--- Kutipan Dokumen ---
>>>>
Aktivitas Sufi mempunyai pengaruh sangat luas terhadap
Barat Kristen, sehingga kenyataan ini lebih baik dari kasus
umum yang bisa dikemukakan tentang Sufi bahwa kebenaran
obyektif dari Sufisme adalah suatu dinamika yang hampir
tidak dapat disangkal. Namun kekuatan vitalistik ini, yaitu
ungkapannya yang benar, tergantung pada pemahaman manusia
secara benar. Bila tahap persiapan ini tidak ada, maka besar
kemungkinan aliran Sufi menjalankan perubahan tertentu. Yang
sangat rentan dari bias ini adalah aktivitas Sufi tertentu
atau fragmentaris. Ilustrasi yang sangat khas dapat
dikemukakan melalui nasib karya al-Ghazali di Eropa.
Al-Ghazali dari Asia Tengah (1058-1111) menulis sebuah
buku yang berjudul Tahafutul-Falasifah (Kerancuan
Para Filosuf). Buku ini telah diterjemahkan sebagian dan
digunakan oleh para apolog Katholik untuk menentang
madzhab-madzhab pemikiran Muslim maupun Kristen. Namun karya
tulisnya yang diterima di Barat ini hanyalah semacam
pengantar filsafat. Karya al-Ghazali harus dibaca secara
keseluruhan. Demikian pula maksud latihan para Sufi harus
diikuti jika ingin dipahami secara benar. Karya al-Ghazali
ini ditanggapi oleh filosuf Arab lainnya, yaitu Ibnu Rusyd
dari Cordoba (1126-1198). Dengan nama Averroes, karyanya
juga diterjemahkan. Ibnu Rusyd sebenarnya tidak sepenuhnya
menyangkal al-Ghazali melalui metode skolastik. Namun ia
telah merasa melakukan hal itu. Meskipun demikian,
Averroeisme telah mendominasi pemikiran skolastik Barat dan
Kristen, setidaknya selama empat abad -- dari abad kedua
belas sampai akhir abad keenam belas. Secara bersamaan,
karya-karya al-Ghazali dan Aristotelianisme telah membentuk
dua aliran ganda Sufi (aksi dan reaksi) yang telah menjaga
ajaran Kristen secara keseluruhan. Namun sumber awalnya,
yaitu Ghazallisme dan Averroeisme, kemudian diabaikan
(selama menyangkut pemikiran skolastik).
"Perlu dicatat," kata Rumi, "bahwa hal-hal yang
bertentangan bekerja secara bersamaan, meskipun secara
nominal bertentangan." (Fihi Ma Fihi).
Secara fundamental, Sufi menyadari bahwa Sufisme adalah
suatu ajaran dan sekaligus sebuah bagian dari evolusi
organis yang jarang dimasukkan dalam kajian oleh mereka yang
memusatkan perhatian pada penelitian sistem tersebut.
<<<<
--- Persyaratan ---
A. Jawab pertanyaan berikut berdasarkan kutipan dokumen di atas:
(i) Apa judul buku yang ditulis al-Ghazali?
(ii) Dengan nama apa karya Ibnu Rusyd diterjemahkan?
(iii) Berapa lama Averroeisme menguasai pemikiran skolastik Barat dan Kristen?
B. Kumpulkan semua baris dalam catatan di bawah yang memuat kata "tree". Huruf besar dan kecil dianggap berbeda.

--- Catatan Tersedia ---
>>>>
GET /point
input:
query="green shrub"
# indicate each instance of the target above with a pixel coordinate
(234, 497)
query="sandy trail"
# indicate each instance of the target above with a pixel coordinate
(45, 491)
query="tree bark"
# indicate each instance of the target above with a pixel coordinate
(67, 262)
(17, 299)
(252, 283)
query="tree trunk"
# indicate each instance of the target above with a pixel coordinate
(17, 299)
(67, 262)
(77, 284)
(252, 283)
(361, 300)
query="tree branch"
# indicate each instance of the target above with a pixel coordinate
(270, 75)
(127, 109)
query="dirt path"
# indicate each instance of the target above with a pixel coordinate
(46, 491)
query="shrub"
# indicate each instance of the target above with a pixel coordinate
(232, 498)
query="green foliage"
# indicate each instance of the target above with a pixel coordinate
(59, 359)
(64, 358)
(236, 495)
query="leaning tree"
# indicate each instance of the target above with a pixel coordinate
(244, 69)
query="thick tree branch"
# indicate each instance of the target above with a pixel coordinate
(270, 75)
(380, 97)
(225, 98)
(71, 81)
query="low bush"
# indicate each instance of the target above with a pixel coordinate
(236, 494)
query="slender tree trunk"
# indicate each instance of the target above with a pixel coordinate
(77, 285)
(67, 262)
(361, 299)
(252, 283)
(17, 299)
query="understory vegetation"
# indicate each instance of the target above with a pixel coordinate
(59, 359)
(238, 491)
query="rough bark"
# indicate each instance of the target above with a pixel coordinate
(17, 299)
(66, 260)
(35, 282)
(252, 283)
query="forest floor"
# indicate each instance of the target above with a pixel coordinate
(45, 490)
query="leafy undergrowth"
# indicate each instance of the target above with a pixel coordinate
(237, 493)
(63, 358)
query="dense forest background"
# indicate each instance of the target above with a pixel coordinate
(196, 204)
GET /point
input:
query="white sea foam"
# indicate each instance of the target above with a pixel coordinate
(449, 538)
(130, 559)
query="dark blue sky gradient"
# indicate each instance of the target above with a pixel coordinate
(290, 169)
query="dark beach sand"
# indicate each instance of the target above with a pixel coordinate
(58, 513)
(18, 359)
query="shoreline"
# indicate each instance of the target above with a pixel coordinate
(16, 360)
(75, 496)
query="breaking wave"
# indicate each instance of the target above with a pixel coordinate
<<<<
--- Hasil ---
A.
(i) Tahafutul-Falasifah (Kerancuan Para Filosuf).
(ii) Averroes.
(iii) Setidaknya selama empat abad, dari abad kedua belas sampai akhir abad keenam belas.

B.
query="tree bark"
query="tree trunk"
query="tree branch"
query="leaning tree"
query="thick tree branch"
query="slender tree trunk"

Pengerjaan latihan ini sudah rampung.